Prompt 1: Which lines in the records contain the word "ribbon"? Locate each one and copy it out, treating case as significant.

Source passage:
<<<<

# New Beretta GRIPS 92/96 Series Pistols 92F, 92FS, M9, 96 Grips



## gripsamerica (Nov 26, 2019)

Custom Grips


----------



## JeffW (Nov 24, 2019)

very ornate


----------



## gripsamerica (Nov 26, 2019)

They are available in 1 color, Blk or Silver


----------



## BangMeister (Sep 3, 2020)

Mama Mia! That's gotta be maybe the most beautiful pistol in the universe!


----------



## BangMeister (Sep 3, 2020)

Mama Mia! That's gotta be maybe the most beautiful pistol in the universe!


----------



## BangMeister (Sep 3, 2020)

BangMeister said:


> Mama Mia! That's gotta be maybe the most beautiful pistol in the universe!


My eyes were just knocked out by the above photo by G Grips America, with all the gold, silver, ornaments and such. Whether genuine or not, it's a beautiful presentation of a gun that in my opinion, was quite beautiful straight from the factory. Sure puts my M92 A-1 with Wilson ultra-lite grips in the shade. But hell, it's still a Beretta, and I love my handy shooter all the more since I installed the "Wilson"grips, which fit my smallish hands perfectly!


----------



## BangMeister (Sep 3, 2020)

gripsamerica said:


> They are available in 1 color, Blk or Silver


 Would love to know how that "Golden" beauty got that way, step by step. Mine will stay a shooter but that picture by GripsAmerica is a real show piece. My 92 A-1 is more accurate than me, and the "Wilson Ultra Thin" grips helped make it that way!


----------



## BangMeister (Sep 3, 2020)

BangMeister said:


> Would love to know how that "Golden" beauty got that way, step by step. Mine will stay a shooter but that picture by GripsAmerica is a real show piece. My 92 A-1 is more accurate than me, and the "Wilson Ultra Thin" grips helped make it that way!

>>>>

[Stored dataset items]
<<<<

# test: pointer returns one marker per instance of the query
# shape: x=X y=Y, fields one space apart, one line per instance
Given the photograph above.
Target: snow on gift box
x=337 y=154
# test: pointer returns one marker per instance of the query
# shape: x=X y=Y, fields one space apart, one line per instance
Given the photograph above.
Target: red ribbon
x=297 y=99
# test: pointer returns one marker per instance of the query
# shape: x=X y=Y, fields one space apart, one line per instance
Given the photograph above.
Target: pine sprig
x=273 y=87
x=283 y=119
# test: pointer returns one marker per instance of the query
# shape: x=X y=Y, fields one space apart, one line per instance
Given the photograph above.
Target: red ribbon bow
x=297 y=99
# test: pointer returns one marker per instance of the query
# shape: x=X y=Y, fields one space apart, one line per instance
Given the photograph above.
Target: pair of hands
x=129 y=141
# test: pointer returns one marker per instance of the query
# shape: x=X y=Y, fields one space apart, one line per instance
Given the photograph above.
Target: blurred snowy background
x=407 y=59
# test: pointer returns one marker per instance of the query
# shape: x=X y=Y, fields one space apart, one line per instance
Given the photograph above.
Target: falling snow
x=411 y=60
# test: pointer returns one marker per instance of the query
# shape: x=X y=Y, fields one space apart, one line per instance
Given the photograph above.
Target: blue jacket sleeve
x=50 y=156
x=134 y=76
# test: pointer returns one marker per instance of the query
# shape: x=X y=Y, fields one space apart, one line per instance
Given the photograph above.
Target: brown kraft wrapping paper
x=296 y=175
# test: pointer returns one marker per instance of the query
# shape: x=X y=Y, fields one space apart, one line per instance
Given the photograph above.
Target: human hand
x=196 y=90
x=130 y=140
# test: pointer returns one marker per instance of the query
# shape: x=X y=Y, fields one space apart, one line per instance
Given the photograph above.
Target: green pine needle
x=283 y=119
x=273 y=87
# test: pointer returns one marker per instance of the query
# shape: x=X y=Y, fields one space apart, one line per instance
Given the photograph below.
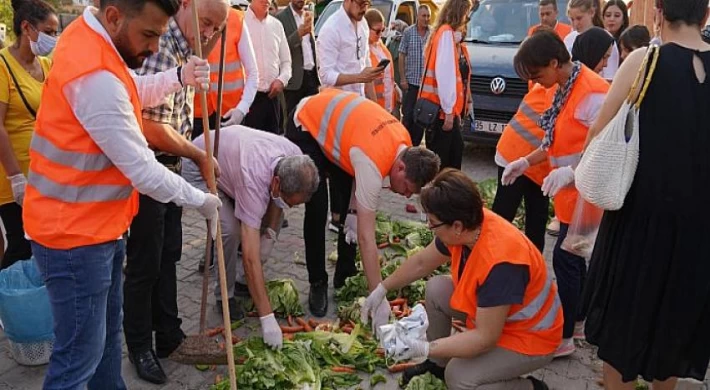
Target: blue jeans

>>>>

Prompt 2:
Answer these about the forum thread on Beretta 92/96 grips:
(a) What two-word comment did JeffW post?
(b) What pistol model does BangMeister say they own?
(c) According to BangMeister, what do the "Wilson" grips fit perfectly?

Written solution 1:
Target: red ribbon
Target: red ribbon bow

Written solution 2:
(a) "very ornate"
(b) An M92 A-1
(c) BangMeister's smallish hands